• _Direction_
Give back the full material, exactly as it reads.

[Dataset excerpts on object pointing]
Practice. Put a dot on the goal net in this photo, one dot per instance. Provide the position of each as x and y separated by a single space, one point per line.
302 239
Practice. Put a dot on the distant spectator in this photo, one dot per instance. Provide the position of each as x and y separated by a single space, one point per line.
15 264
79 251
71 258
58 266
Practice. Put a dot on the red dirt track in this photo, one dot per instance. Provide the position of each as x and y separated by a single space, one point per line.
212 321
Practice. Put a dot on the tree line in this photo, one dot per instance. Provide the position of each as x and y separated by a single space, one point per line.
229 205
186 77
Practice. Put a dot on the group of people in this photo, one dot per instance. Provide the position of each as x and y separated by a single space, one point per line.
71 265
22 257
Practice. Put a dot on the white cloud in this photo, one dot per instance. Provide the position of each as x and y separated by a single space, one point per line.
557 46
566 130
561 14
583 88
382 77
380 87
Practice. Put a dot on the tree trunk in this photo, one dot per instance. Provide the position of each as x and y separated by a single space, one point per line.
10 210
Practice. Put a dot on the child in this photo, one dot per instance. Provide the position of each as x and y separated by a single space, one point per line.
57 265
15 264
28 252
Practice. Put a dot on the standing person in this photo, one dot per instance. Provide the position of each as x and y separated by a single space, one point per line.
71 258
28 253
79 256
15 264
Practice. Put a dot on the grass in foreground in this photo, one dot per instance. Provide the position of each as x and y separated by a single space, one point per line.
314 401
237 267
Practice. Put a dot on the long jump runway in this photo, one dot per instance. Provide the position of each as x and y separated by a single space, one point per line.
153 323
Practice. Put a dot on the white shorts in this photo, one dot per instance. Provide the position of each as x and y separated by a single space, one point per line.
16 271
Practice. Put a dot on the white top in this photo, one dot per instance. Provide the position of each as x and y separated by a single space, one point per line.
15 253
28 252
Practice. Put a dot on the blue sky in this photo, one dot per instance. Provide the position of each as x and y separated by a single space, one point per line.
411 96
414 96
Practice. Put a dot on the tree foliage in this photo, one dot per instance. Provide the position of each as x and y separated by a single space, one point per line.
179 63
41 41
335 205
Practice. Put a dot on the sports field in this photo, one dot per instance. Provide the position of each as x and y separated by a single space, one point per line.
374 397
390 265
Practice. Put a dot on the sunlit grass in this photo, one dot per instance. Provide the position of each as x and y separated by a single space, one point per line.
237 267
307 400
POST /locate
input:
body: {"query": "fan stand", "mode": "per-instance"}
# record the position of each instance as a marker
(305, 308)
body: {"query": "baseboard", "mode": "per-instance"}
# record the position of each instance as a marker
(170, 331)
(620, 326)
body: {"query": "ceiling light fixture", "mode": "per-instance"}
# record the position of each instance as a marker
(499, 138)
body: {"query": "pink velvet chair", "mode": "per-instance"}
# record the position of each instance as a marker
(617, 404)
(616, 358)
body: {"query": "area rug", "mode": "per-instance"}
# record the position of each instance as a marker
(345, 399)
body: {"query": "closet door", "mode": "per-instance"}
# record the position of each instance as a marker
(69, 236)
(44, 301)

• _Result below_
Practice. Put a dot on the goal net in this photo, one dot per instance. Provide the position of each as x and y separated by a single space, one point per line.
302 239
Practice. Put a dot on the distant spectator in this photo, one dot per instance. Provide the position of each as x and y separated by a single space, one point per line.
15 264
79 251
71 258
58 266
Practice. Put a dot on the red dirt track in this photo, one dot per instance. Provide the position of each as x and y separated by a single space, one point per line.
212 321
Practice. Put a dot on the tree line in this photo, one dot per instance. Provide the position of each as x and y separated by a single space, one point per line.
229 205
186 77
Practice. Put a dot on the group of people in this photo, one dot per instance. Provide the position of each as x and y separated by a single space, one point per line.
71 265
22 257
Practice. Put a dot on the white cloud in this photo, one dot per instance. Provide the position of each as x and y separated by a single space, one point per line.
557 46
566 130
561 14
583 88
382 77
380 87
Practice. Put a dot on the tree trunk in this photo, one dot per instance. Provide the position of each as x and y separated by a single space, one point per line.
10 210
Practice. Put a dot on the child in this photo, one dot per instance. Provide the position of each as x and y separated by a single space, one point per line.
57 265
15 264
28 252
Practice. Put a dot on the standing person in this photo, one dot per instance. Provide the position of each as x and y separated by a single space, one point per line.
71 258
28 253
79 256
15 264
Practice. Put a dot on the grass in foreground in this photo, one dot per instance. Provide the position of each as x and y separated by a single space, one point per line.
314 401
237 267
Practice. Put a dot on the long jump runway in this photo, one dot per instance. Provide the position of each as x and y separated by a single space, one point per line.
153 323
Practice. Put a dot on the white shorts in this photo, one dot per instance. Provide the position of each as x and y separated by a single space, one point per line.
16 271
Practice. Put a dot on the white top in this photo, one dot per instance. Provide the position of each as x and y separated by a single space, one point per line.
15 253
28 252
Practice. Put a dot on the blue sky in this photo, one dot per instance. Provide the position of each as x and y separated by a single space, one point per line.
411 96
414 96
Practice. Put a dot on the tree foliage in this photo, one dot per instance. Provide the position of each as x and y separated by a single space, one point per line.
179 63
41 41
335 205
Practice. Put a dot on the sports field in this photo, one dot per instance. Provide the position of each as x and y separated by a single space, one point per line.
374 397
390 265
Practice. Put a dot on the sunlit grass in this photo, one dot per instance. Provide the position of each as x and y separated by a single space, one point per line.
237 267
307 400
POST /locate
input:
body: {"query": "fan stand", "mode": "per-instance"}
# record the position of each instance as a marker
(305, 308)
body: {"query": "baseboard", "mode": "per-instance"}
# record the position of each instance as a marker
(170, 331)
(620, 326)
body: {"query": "ceiling light fixture", "mode": "per-instance"}
# record the position of each instance as a marker
(499, 138)
body: {"query": "pink velvet chair", "mode": "per-instance"}
# record the position of each instance as a marker
(617, 404)
(616, 358)
body: {"query": "area rug", "mode": "per-instance"}
# record the position of each instance as a marker
(345, 399)
body: {"query": "closet door", "mode": "per-instance"}
# record the position of each instance as a marker
(69, 236)
(44, 301)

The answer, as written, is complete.